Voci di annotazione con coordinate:
----

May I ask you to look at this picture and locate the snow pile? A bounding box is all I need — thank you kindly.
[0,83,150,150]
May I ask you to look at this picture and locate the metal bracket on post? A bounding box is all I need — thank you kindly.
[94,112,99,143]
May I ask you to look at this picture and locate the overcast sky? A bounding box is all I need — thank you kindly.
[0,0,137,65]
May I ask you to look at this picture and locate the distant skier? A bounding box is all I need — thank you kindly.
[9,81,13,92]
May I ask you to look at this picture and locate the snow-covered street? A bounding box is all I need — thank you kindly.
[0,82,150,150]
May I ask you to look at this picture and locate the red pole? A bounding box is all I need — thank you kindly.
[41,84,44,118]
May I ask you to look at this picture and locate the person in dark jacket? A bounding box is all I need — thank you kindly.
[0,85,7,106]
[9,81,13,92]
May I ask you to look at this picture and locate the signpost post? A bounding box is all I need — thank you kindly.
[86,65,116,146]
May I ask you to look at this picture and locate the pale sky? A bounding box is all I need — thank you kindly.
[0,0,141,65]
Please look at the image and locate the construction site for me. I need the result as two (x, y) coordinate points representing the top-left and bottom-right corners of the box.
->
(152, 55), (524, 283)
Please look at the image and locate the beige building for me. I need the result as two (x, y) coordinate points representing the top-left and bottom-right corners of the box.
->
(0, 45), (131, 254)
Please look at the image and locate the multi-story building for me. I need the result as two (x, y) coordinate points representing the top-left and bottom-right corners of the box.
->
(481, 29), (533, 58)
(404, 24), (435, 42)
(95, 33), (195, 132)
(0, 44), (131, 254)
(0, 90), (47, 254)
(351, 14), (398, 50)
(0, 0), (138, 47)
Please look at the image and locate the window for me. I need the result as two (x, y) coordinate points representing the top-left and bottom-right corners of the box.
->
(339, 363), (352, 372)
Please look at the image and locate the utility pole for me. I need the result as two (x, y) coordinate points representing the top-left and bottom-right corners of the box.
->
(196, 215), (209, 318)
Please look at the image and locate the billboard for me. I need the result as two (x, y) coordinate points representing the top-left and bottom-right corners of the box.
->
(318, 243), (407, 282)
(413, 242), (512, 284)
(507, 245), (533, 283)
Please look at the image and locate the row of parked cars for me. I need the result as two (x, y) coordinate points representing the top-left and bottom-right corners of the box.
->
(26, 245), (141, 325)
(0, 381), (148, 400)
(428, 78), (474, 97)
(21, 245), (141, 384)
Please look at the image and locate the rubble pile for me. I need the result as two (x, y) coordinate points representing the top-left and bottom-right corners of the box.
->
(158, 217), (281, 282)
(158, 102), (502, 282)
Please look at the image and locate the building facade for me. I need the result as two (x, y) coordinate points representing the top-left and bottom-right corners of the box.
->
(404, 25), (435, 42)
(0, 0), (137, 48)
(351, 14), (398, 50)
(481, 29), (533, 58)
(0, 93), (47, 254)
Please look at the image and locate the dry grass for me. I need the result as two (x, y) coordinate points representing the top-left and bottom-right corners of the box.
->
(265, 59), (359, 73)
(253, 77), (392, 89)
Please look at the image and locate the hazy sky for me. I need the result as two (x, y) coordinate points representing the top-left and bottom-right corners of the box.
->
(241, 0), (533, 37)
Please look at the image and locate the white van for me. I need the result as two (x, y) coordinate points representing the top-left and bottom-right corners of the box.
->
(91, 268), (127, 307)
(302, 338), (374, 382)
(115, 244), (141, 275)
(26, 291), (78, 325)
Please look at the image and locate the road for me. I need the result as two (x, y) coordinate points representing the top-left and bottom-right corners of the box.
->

----

→ CONSEGNA
Ricopia tutte le righe riportate sopra, senza cambiare nulla.

→ RISULTATO
May I ask you to look at this picture and locate the snow pile? A bounding box is all I need — thank you kindly.
[0,83,150,150]
May I ask you to look at this picture and locate the metal bracket on post? A bounding box is all I need — thank you kindly.
[94,112,99,143]
May I ask you to look at this picture and locate the overcast sky? A bounding box is all I need — thank you kindly.
[0,0,137,65]
May I ask you to look at this picture and locate the distant skier? A bounding box is all I need — thank you kindly.
[9,81,13,92]
May I ask you to look at this picture and locate the snow-covered street? A bounding box is all I need — thank you kindly.
[0,82,150,150]
May I ask you to look at this picture and locate the red pole? A bounding box is all I need — thank you kindly.
[41,84,44,118]
May I ask you to look at this picture and locate the person in dark jacket? A bounding box is all I need — thank you kindly.
[0,85,7,106]
[9,81,13,92]
May I ask you to look at this picture and locate the signpost post? A bounding box is all I need — thank you kindly.
[86,65,116,146]
May I ask you to look at this picture and locate the pale sky? A bounding box is all I need — thank you kindly.
[0,0,141,65]
Please look at the image and locate the construction site for me. I need the result as two (x, y) coordinate points representing the top-left and bottom-right corners of the box.
->
(152, 55), (524, 283)
Please look at the image and locate the beige building for me. I need the result as two (x, y) coordinate points representing the top-left and bottom-right corners of the box.
->
(0, 45), (131, 254)
Please look at the image and locate the multi-story building for me. I need the result as two (x, y) coordinate points representing the top-left and bottom-right corners of the box.
->
(481, 29), (533, 58)
(404, 24), (435, 42)
(95, 33), (195, 132)
(0, 44), (131, 254)
(0, 90), (47, 254)
(351, 14), (398, 50)
(0, 0), (138, 47)
Please look at the image and locate the window for me. I need the result as two (x, y) coordinate points representing the top-left and bottom-right corners of the box.
->
(339, 363), (352, 372)
Please look at the image and locate the utility pole for me. I need the result as two (x, y) coordinate points representing the top-left and bottom-right corners of the box.
->
(196, 215), (209, 318)
Please look at the image and locate the billboard for me. I need the result as two (x, y) coordinate points representing the top-left and bottom-right corners of the box.
->
(318, 243), (407, 282)
(413, 242), (512, 284)
(507, 245), (533, 283)
Please look at the image and locate the row of parked cars for me. I need the result as two (x, y) coordinate points representing the top-left and bottom-right corners of the box.
->
(26, 245), (141, 325)
(0, 381), (148, 400)
(428, 78), (474, 97)
(21, 245), (141, 384)
Please look at the image and locate the rubble pile for me. I need the result as two (x, y) coordinate points representing the top-left and bottom-right corners of the box.
->
(158, 217), (281, 282)
(158, 102), (502, 282)
Please look at the image and locate the building facade for me. I need the result as two (x, y) coordinate points representing the top-left and bottom-right corners of the box.
->
(404, 25), (435, 42)
(0, 0), (137, 48)
(351, 14), (398, 50)
(481, 29), (533, 58)
(0, 93), (47, 254)
Please look at the image and locate the dry grass for me. I need the result as two (x, y) coordinate points representing the top-left and bottom-right corners of the box.
->
(265, 59), (359, 73)
(253, 77), (392, 89)
Please look at the image and locate the hazy sky for me. I need the result as two (x, y) coordinate points representing the top-left and bottom-right corners of the box.
->
(241, 0), (533, 37)
Please look at the image and locate the white van for me. I need the result as two (x, y) coordinate points representing the top-left and bottom-right corners of the box.
->
(91, 268), (127, 307)
(302, 338), (374, 382)
(115, 244), (141, 275)
(26, 291), (78, 325)
Please look at the image and locate the road for me. I need the result as two (x, y) coordinate points representing the top-left and bottom-right corners of the box.
->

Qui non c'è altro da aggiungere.